> _Pasaje citado_:
:::

La religiosidad consiste en esto: hacer «lo que agrada al Padre». En efecto, se puede tener cierta emoción por Jesucristo y no ser religiosos, si falta el sentido del misterio. En cambio, la adoración al Padre es garantía de verdad también en nuestro amor a Cristo, pues es el Misterio que no se puede reducir a sentimentalismo o dialéctica, es el Misterio–Autoridad. Tratemos ahora de ver estas afirmaciones en su aplicación metodológica, de comportamiento. Preguntémonos qué valor y qué significado tiene la frase de Cristo cuando dice: «Yo hago siempre lo que veo hacer a mi Padre» (Jn 8,29) es clave porque nos indica un modo de obrar que tiene como dimensión fundamental la obediencia.
Ahora bien, el carácter de autoridad original, la autoridad que es fuente de todo, se nos manifiesta a través de un acontecimiento. El anuncio, el mensaje, es un acontecimiento. Entonces, si la fuente original se nos manifiesta en el acontecimiento, este adquiere consiguientemente autoridad en nuestra vida.
En la Biblia, el diálogo misionero entre el Padre y el Hijo, del cual nació la redención del mundo, se representa como un diálogo de obediencia: «Aquí estoy, envíame. Tú me has llamado, heme aquí, envíame». El misterio de la Encarnación, el misterio de Navidad es el misterio de la obediencia. Así pues, la muerte y la resurrección de Cristo son obediencia al poder definitivo del Padre. Y este poder definitivo es Jesucristo: Él es el obediente.
«Mi Padre no ha dejado nunca de obrar hasta el presente, y yo también obro» (Jn 5,17).
«En verdad, en verdad os digo: el Hijo no puede hacer nada por su cuenta, sino lo que ve hacer al Padre» (Jn 5,19). «Yo no puedo hacer nada por mi cuenta: juzgo según lo que oigo; y mi juicio es justo, porque no busco mi voluntad, sino la voluntad del que me ha enviado» (Jn 5,30).
«He bajado del cielo, no para hacer mi voluntad, sino la voluntad del que me ha enviado» (Jn 6,38).
«Mi doctrina no es mía, sino del que me ha enviado» (Jn 7,16).
«Yo no vengo por mi cuenta, sino del Padre que me envía» (Jn 7,29). «Yo no hago nada por mi cuenta, sino que hablo como el Padre me ha enseñado» (Jn 8,28).
«Yo hablo de lo que he visto junto a mi Padre» (Jn 8,38).
La obediencia al Padre que da consistencia a este sujeto nuevo en el mundo –que irá predicando, morirá en la cruz, resucitará y creará la Iglesia– es una obediencia al designio del Padre, que solo puede concebirse en términos concretos, históricos, banales, hecho de encuentros, acontecimientos, detalles.

:::

[Registros almacenados]
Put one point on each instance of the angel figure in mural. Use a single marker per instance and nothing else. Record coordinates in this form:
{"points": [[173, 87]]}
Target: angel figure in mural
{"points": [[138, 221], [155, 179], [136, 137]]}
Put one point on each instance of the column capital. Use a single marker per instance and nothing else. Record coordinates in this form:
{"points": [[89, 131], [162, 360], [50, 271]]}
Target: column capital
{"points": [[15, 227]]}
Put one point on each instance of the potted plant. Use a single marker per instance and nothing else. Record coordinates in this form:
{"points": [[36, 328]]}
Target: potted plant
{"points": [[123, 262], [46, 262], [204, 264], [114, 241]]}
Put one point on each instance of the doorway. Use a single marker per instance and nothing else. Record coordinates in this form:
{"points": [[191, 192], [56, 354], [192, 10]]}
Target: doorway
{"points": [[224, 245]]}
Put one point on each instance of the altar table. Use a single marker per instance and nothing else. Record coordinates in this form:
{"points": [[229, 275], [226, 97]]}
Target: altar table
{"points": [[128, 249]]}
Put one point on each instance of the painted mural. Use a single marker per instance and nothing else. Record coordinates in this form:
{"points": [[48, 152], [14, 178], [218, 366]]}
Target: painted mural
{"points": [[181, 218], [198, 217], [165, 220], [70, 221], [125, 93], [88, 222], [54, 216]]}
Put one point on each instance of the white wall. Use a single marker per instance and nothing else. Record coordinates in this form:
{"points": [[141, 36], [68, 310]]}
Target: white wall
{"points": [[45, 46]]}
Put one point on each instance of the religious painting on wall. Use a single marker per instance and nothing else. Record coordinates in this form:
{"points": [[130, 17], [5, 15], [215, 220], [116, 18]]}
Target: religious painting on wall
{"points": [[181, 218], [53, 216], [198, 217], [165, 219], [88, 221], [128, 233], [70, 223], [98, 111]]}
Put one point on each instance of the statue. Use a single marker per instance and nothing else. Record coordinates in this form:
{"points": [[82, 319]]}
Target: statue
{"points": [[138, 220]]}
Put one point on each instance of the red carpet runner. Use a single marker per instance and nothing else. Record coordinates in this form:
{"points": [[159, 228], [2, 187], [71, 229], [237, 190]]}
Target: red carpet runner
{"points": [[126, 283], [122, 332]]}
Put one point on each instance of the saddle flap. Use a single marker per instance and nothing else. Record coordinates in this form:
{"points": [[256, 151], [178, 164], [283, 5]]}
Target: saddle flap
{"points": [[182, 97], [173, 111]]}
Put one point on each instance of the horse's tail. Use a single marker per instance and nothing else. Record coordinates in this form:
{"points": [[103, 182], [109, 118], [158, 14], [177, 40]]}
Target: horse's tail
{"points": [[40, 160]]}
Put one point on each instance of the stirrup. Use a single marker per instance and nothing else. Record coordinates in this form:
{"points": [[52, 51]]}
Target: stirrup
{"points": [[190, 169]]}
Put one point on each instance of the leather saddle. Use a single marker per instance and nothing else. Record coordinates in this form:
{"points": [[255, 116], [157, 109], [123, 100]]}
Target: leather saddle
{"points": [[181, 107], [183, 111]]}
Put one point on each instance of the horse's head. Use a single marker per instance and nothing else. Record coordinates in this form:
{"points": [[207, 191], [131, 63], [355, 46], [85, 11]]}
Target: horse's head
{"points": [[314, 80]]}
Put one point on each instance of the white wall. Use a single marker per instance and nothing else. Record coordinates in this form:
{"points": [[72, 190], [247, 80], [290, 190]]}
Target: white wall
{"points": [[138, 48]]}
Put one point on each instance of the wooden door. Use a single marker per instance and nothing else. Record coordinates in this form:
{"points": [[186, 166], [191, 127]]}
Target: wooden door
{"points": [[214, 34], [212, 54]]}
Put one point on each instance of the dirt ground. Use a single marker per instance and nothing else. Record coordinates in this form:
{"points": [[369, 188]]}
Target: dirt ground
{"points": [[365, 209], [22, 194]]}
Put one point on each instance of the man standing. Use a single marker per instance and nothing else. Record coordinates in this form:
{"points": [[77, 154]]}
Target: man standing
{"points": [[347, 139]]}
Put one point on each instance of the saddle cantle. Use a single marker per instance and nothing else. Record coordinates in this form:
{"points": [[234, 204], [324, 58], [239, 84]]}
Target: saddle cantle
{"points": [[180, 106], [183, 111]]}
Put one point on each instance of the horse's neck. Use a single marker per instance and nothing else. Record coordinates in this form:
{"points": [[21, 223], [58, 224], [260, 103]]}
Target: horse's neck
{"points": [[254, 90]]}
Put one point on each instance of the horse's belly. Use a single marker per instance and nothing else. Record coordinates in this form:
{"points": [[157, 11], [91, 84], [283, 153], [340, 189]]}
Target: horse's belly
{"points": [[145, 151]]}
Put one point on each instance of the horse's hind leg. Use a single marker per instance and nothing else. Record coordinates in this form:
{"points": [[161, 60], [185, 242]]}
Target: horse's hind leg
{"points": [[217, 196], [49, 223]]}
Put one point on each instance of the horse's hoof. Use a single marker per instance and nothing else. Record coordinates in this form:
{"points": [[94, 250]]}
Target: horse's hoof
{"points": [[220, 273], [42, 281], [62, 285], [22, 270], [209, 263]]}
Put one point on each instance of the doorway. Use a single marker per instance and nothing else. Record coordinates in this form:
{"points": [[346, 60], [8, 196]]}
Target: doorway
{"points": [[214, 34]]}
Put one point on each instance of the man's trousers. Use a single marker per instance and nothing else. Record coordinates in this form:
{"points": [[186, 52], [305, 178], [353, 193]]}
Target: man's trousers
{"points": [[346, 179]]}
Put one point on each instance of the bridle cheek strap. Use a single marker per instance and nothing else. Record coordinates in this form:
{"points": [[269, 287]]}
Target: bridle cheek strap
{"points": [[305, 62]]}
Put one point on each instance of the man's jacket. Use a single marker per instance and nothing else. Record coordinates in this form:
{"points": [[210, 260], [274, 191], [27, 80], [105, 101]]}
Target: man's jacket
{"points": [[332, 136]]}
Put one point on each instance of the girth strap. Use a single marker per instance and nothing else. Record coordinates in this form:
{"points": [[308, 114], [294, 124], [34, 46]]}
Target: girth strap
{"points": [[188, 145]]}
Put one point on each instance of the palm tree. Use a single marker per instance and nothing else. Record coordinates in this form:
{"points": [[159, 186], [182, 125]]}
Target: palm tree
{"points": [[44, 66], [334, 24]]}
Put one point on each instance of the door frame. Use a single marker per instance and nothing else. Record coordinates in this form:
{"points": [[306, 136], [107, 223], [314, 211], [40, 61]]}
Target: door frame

:::

> _Objetivo planteado_:
Transcriba el tramo del pasaje sobre la obediencia al Padre que va desde «Ahora bien, el» hasta «en nuestra vida.», cambiando «acontecimiento» por «suceso».

> _Ejercicio resuelto_:
Ahora bien, el carácter de autoridad original, la autoridad que es fuente de todo, se nos manifiesta a través de un suceso. El anuncio, el mensaje, es un suceso. Entonces, si la fuente original se nos manifiesta en el suceso, este adquiere consiguientemente autoridad en nuestra vida.